## Excerpt to read
= = = =
Sunday, July 31, 2011

Grinder post-race

After the race, Drew and I cleaned up and walked down to the Lodge where the after party was in full swing.  There was an awesome bluegrass band, Reilly Coyote, picking for our entertainment. 
The food was good and we each got one free microbrew, but lucky me I got two because Drew was abstaining.  The awards went on for quite a while so we camped out with Carl and Doug's family in the shade.
I had to stick around to see if I'd won the women 40-49 age category*.  I knew I was ahead of that chic I passed early in lap 1, but didn't know for sure if she was my competition. Turns out she was and she didn't make the time cut so she DNFed (Did Not Finish).  I beat her fair and square and for my efforts I won a giant huge magnum of wine from a local winery, a cool bike necklace, and a couple of sweet beer glasses.  Since I am lucky, I also won the most stylish bike jersey I've ever seen from Club Ride in the raffle.


* I tried to register in the Open (Pro-Expert) category, but they wouldn't let me race there because I don't have a UCI license. I would have taken last place by 8 1/2 minutes in that category.
= = = =
## Written task 1
In the records, swap "dark stamen" for "pale stamen" and write them out again with nothing else changed. Don't include the picture.
= = = =
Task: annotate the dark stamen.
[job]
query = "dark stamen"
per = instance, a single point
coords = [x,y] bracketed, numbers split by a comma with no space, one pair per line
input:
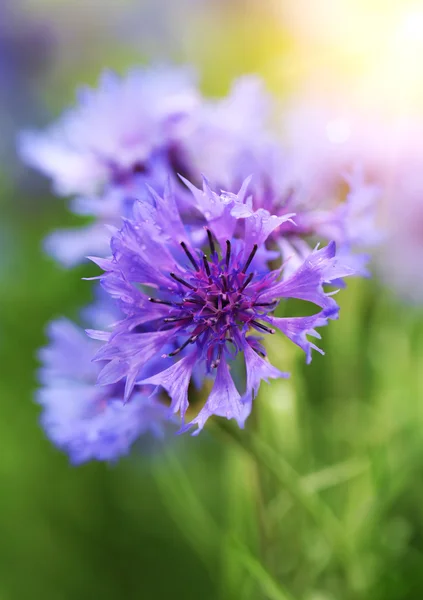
= = = =
## Written task 2
Name every prize the writer won, according to the Grinder post-race entry.

## Right answer 1
Task: annotate the pale stamen.
[job]
query = "pale stamen"
per = instance, a single point
coords = [x,y] bracketed, numbers split by a comma with no space, one pair per line
input:

## Right answer 2
- a giant huge magnum of wine from a local winery
- a cool bike necklace
- a couple of sweet beer glasses
- a bike jersey from Club Ride, won in the raffle